**Recorded data**
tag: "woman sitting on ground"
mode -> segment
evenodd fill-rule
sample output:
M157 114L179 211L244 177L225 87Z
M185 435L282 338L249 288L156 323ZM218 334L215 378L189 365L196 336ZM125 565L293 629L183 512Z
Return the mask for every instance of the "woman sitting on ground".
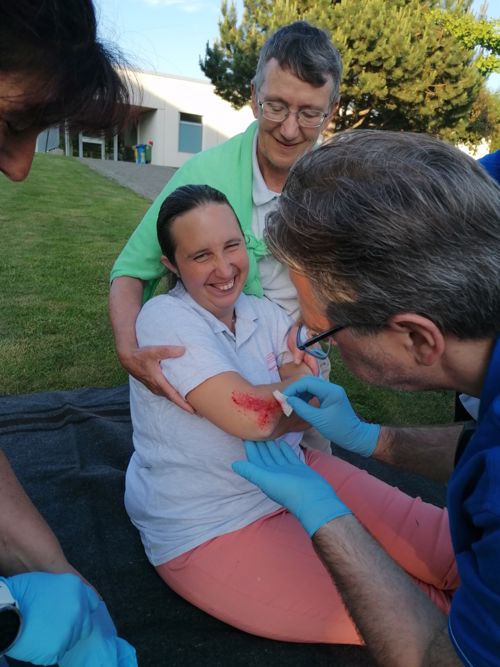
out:
M207 613L285 641L360 643L340 595L295 517L233 472L242 439L281 437L442 610L457 575L447 514L319 451L301 447L306 424L273 396L306 364L287 354L288 315L242 293L244 238L225 196L184 186L158 217L163 263L177 277L137 320L145 345L184 345L162 362L196 414L130 378L135 453L125 503L162 579Z

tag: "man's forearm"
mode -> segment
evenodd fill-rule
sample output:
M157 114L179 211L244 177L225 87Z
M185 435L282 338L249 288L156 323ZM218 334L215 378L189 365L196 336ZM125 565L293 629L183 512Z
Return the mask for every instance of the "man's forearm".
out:
M363 640L384 667L458 667L446 617L353 516L313 536ZM444 633L444 639L443 639ZM439 640L437 658L432 647Z
M109 291L109 318L120 362L130 349L137 347L135 322L142 306L144 286L129 276L115 278Z
M455 461L462 424L398 428L382 426L372 456L384 463L447 482Z
M0 574L75 572L0 452Z

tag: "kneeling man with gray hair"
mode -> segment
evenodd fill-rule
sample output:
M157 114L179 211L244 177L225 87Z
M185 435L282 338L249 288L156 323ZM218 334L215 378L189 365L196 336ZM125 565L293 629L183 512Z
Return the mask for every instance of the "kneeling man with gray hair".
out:
M345 449L448 482L461 578L449 617L284 443L247 442L234 469L301 521L381 665L498 665L500 187L437 139L339 133L295 165L267 241L297 288L303 347L331 339L371 383L481 398L466 437L457 424L370 429L341 387L318 378L285 390Z

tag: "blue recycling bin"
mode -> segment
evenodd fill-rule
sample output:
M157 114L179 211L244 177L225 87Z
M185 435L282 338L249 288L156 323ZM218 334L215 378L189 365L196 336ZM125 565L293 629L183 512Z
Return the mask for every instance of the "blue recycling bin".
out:
M134 156L136 164L146 164L146 144L134 146Z

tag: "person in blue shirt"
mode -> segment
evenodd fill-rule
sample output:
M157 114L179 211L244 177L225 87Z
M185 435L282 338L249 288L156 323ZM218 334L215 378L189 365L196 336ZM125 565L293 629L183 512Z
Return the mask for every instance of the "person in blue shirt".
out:
M479 162L488 174L500 183L500 150L485 155Z
M497 666L500 186L438 139L343 132L293 167L267 241L298 290L302 349L330 340L367 382L481 399L466 438L459 424L374 429L318 378L284 391L339 446L448 483L460 575L449 616L284 443L247 441L233 468L302 523L379 664Z
M97 39L92 0L0 0L0 172L24 180L46 127L122 127L129 94L115 69L121 62ZM3 452L0 575L0 662L5 654L35 665L137 665Z
M488 174L500 183L500 150L484 155L478 160L479 164L486 169ZM455 421L476 420L479 414L479 399L468 394L456 394L455 396ZM473 429L471 421L470 432Z

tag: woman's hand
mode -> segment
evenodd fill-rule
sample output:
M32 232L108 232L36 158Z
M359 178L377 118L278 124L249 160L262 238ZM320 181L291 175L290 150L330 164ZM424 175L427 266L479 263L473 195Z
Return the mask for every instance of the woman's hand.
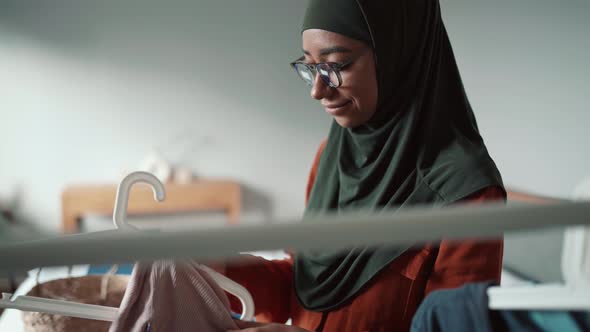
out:
M227 332L310 332L297 326L283 324L244 322L241 320L235 320L235 322L240 329Z

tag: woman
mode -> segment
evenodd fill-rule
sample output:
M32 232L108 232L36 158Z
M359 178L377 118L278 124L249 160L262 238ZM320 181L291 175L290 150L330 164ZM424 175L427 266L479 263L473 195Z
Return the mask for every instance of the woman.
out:
M311 0L292 66L334 117L306 213L504 200L437 0ZM502 241L244 257L225 273L255 299L244 331L407 331L431 291L499 281ZM234 309L239 309L237 306Z

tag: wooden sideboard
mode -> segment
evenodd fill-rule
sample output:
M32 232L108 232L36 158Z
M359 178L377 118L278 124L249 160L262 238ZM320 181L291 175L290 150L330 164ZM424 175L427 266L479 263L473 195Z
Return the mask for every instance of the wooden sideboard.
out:
M241 210L239 183L199 179L187 184L166 183L166 199L154 199L152 188L138 183L129 193L128 215L223 211L230 224L237 224ZM77 233L85 215L112 216L117 185L74 185L62 192L62 230Z
M559 203L559 202L567 202L566 199L562 198L555 198L549 196L542 196L533 194L530 192L514 189L514 188L506 188L508 194L508 201L509 202L520 202L520 203L531 203L531 204L550 204L550 203Z

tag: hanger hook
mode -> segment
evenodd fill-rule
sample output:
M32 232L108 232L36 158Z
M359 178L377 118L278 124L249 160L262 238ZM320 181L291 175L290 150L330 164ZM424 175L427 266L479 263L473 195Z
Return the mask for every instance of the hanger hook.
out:
M127 205L129 203L129 192L137 182L149 184L154 191L154 199L161 202L166 198L166 189L160 180L148 172L133 172L127 175L117 188L115 198L115 211L113 212L113 223L115 228L121 230L136 229L127 223Z

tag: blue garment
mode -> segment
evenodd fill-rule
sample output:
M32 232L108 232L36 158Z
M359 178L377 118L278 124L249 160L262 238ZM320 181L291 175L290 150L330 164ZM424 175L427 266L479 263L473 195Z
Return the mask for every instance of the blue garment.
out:
M590 312L489 310L492 283L432 292L412 320L412 332L590 332Z
M106 274L112 265L90 265L88 274ZM133 264L121 264L117 268L116 274L131 275L133 272Z
M500 311L507 331L588 332L590 314L567 311ZM531 327L530 329L525 329Z
M461 288L432 292L416 311L410 331L496 331L488 313L485 292L490 285L491 283L467 284Z

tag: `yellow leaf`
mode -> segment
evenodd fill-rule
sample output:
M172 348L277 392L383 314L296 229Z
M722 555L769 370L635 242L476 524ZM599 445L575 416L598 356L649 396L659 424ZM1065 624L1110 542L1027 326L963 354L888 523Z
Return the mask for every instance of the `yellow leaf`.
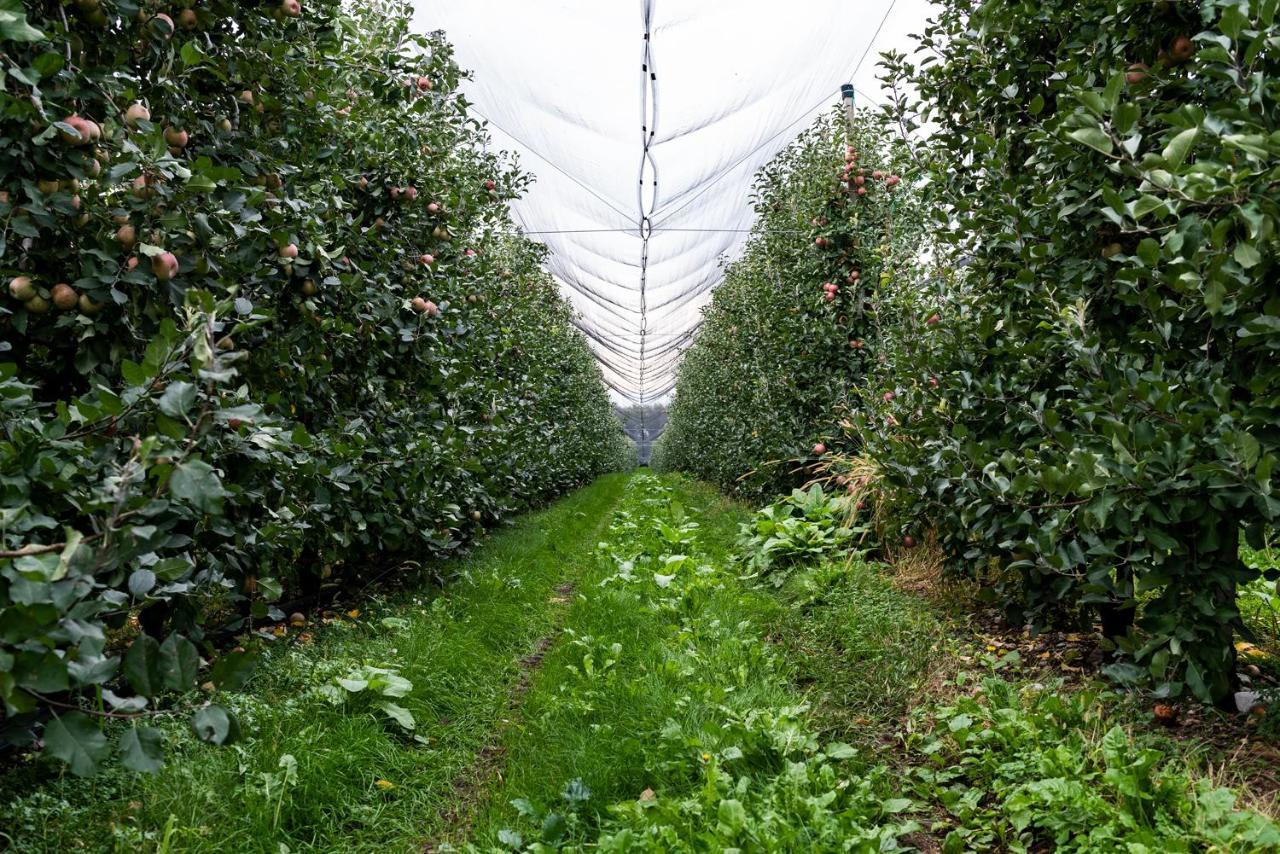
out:
M347 616L354 620L356 617L360 616L360 609L352 608L350 611L347 612Z
M377 786L379 789L382 789L384 792L387 789L394 789L396 787L396 784L391 782L390 780L378 780L373 785Z

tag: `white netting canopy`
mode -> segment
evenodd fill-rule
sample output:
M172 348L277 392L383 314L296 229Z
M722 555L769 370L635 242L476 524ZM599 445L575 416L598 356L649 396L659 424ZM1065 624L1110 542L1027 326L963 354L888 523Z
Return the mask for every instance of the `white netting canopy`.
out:
M753 222L752 176L927 0L417 0L474 79L494 143L537 176L512 205L551 249L620 399L660 399Z

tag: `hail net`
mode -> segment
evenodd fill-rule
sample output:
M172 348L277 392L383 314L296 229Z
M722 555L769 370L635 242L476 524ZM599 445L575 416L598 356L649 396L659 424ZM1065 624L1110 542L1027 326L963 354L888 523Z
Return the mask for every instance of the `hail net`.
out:
M876 54L925 2L417 0L413 25L444 31L493 144L536 175L514 219L615 398L644 405L747 238L755 172L841 84L881 101Z

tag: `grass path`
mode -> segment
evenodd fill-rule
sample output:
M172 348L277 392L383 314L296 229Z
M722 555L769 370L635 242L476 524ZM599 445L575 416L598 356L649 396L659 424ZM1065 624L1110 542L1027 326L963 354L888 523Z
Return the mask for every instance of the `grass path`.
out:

**Task item**
Would you give the number of lines of the data that include the string "forearm"? Nothing else is wanted.

**Response to this task**
2